* WHAT YOU WILL DO:
[a] In the Burns night blog, what does the hint of cocoa in the Kangarilla Road Cabernet Sauvignon do for the haggis?
[b] Rework part of the Burns night blog, putting "blackberry" wherever "blackcurrant" appears. Begin at the words "If like me, you" and stop after "it online here.".

* PASSAGE:
I spotted this blog last week by Al from our Livingston store. A great little piece to share with you about food & wine matching for Burns night this Friday…

AlWith Burns night fast approaching (it’s on Friday 25th for those of you South of the border) I am going to turn my attention to a potential wine match for Haggis. Just to clear up any confusion, when I mention Haggis I’m referring to sheep’s stomach stuffed with chopped up animals heart, liver and lungs with added spice and oatmeal. Not, as someone I once knew at University thought, a small grouse looking creature with three legs that flew round in circles…

Some of my fellow countrymen would consider it sacrilege to drink anything other than a fine single malt with their Burns Supper. If you subscribe to this school of thought, Majestic has plenty of that to offer too. My ‘Malt of the Moment’ is the Glenfarclas 10 year old. This is a Speyside that is finished off in old Sherry casks, giving the whisky a wonderful fruity spice with a full-on floral punch. The sweet subtlety and complexity of this whisky makes it feel like a treat – just don’t pour too much of it away into your whisky cream! It’s on the Majestic website here.*

If like me, you are looking to match your haggis, neeps and tatties with something from the grape, rather than the grain I have a few wines in mind that would do Rabbie and his writing proud. There is no mucking about with these wines, they are without exception, red and robust. Ultimately characteristics which I feel are essential to pair successfully with haggis.

The first wine is the Kangarilla Road Cabernet Sauvignon. The bold and brash jammy blackcurrant that screams out from this wine compliments the earthiness of the meat. The hint of cocoa also serves to lessen the rustic flavours of the offal within the haggis making the dish all the more approachable. The sweet tannins on the finish bring the blackcurrant, earthy haggis and savoury pencil shavings together in one irresistible mouthful. Delicious. Find it online here.

* Object point labels:
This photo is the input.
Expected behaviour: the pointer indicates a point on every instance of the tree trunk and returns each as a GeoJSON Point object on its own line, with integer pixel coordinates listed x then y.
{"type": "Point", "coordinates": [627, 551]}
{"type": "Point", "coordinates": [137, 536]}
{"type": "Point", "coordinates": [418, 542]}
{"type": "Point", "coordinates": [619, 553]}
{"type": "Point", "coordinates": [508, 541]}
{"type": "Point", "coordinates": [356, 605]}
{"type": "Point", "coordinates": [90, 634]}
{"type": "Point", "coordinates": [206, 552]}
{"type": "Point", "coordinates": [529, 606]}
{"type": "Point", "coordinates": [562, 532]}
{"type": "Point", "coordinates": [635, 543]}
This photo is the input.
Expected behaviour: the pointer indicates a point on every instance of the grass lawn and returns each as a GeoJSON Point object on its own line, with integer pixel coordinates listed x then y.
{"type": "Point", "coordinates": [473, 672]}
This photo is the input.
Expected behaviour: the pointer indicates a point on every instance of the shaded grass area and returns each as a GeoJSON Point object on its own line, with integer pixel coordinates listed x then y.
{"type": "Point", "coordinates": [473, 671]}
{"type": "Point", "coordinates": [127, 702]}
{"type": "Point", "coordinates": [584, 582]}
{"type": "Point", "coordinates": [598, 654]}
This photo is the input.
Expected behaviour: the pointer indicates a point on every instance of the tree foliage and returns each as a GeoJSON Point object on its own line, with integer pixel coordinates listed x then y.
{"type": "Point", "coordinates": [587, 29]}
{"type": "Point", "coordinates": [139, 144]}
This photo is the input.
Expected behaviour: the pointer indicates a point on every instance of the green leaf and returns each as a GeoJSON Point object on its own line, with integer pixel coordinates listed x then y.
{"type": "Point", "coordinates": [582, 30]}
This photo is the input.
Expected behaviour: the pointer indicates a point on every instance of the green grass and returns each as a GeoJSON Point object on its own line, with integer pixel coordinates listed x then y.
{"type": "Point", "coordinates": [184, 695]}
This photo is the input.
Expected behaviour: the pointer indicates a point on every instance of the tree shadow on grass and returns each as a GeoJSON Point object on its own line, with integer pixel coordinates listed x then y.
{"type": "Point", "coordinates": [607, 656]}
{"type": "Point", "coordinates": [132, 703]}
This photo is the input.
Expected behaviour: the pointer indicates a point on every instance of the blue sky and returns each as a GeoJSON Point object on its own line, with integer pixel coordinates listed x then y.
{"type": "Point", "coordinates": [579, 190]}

* ANSWERS TO THE PROBLEMS:
[a] The hint of cocoa lessens the rustic flavors of the offal within the haggis, and that makes the dish more approachable.

[b]
If like me, you are looking to match your haggis, neeps and tatties with something from the grape, rather than the grain I have a few wines in mind that would do Rabbie and his writing proud. There is no mucking about with these wines, they are without exception, red and robust. Ultimately characteristics which I feel are essential to pair successfully with haggis.

The first wine is the Kangarilla Road Cabernet Sauvignon. The bold and brash jammy blackberry that screams out from this wine compliments the earthiness of the meat. The hint of cocoa also serves to lessen the rustic flavours of the offal within the haggis making the dish all the more approachable. The sweet tannins on the finish bring the blackberry, earthy haggis and savoury pencil shavings together in one irresistible mouthful. Delicious. Find it online here.